Integration of Hi-C data with gene expression and CTCF binding

TAD boundaries were defined as 5000 bp regions (same as the resolution used for TAD calling) centered on their borders. CTCF binding sites overlapping with those regions were identified, but only a single peak with the smallest FDR was kept for each boundary, depending on which comparison was conducted. Similarly, MCIP-seq peaks overlapping with boundaries were selected based on their FDR for each comparison. Differential expression of genes within TADs was also incorporated. This information is summarized in Supplementary Data 40, which was used to identify variable TADs with a) significant changes in CTCF binding in their boundaries, and b) differentially expressed genes.

Loop anchors were defined according to the coordinates provided by HOMER, with an extra padding of 5000 bp on each side to account for the resolution used in loop calling. Enhancers and promoters (see “Identification of functional regions”) in the vicinity of loop anchors were identified at a distance of 25,000 bp or less. Thus, we could select enhancer-promoter loops as those with an anchor close to an enhancer and a promoter on each side (Supplementary Data 41). For loop anchors attached to a promoter, differential expression of the corresponding gene between the conditions of interest was also retrieved.

* [PROBLEMS AND TASKS]
1. According to the passage on Hi-C data integration, how were TAD boundaries defined?
2. Rewrite the part of the Hi-C passage starting at "Integration of Hi-C" and ending at "differentially expressed genes.", substituting "edges" for "borders".
The entries have no connection to the passage on Hi-C data integration.

* [Stored data entries]
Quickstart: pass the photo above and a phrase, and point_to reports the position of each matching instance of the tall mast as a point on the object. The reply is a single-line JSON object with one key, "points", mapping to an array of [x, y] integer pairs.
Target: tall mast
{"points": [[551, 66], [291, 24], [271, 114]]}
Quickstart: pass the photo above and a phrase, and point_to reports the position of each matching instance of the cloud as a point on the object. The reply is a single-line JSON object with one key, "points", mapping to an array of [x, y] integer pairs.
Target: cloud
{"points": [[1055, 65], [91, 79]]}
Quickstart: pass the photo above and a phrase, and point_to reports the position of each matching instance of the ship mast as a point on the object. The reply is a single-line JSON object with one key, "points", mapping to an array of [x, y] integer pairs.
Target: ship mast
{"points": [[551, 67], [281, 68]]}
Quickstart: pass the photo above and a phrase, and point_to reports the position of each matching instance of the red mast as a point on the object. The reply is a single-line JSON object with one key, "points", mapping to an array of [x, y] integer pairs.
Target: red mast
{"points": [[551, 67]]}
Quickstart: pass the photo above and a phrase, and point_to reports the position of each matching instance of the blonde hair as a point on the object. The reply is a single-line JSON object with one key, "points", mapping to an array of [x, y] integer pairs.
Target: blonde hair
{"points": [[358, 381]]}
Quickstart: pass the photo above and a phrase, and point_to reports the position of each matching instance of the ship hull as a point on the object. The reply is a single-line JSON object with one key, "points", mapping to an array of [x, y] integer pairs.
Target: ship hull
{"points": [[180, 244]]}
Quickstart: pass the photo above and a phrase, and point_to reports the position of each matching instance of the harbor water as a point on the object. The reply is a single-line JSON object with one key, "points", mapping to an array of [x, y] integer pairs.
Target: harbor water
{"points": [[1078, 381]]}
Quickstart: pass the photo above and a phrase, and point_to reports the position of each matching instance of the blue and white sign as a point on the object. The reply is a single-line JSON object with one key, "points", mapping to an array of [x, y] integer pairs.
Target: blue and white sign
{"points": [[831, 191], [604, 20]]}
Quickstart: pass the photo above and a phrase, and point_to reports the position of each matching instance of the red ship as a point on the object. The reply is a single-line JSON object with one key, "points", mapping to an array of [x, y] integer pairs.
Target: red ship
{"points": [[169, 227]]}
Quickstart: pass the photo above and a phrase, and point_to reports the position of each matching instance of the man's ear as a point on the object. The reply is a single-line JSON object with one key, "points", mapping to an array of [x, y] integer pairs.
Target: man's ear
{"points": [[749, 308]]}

* [RESPONSES TO THE TASKS]
1. TAD boundaries were defined as 5000 bp regions centered on their borders.

2.
Integration of Hi-C data with gene expression and CTCF binding

TAD boundaries were defined as 5000 bp regions (same as the resolution used for TAD calling) centered on their edges. CTCF binding sites overlapping with those regions were identified, but only a single peak with the smallest FDR was kept for each boundary, depending on which comparison was conducted. Similarly, MCIP-seq peaks overlapping with boundaries were selected based on their FDR for each comparison. Differential expression of genes within TADs was also incorporated. This information is summarized in Supplementary Data 40, which was used to identify variable TADs with a) significant changes in CTCF binding in their boundaries, and b) differentially expressed genes.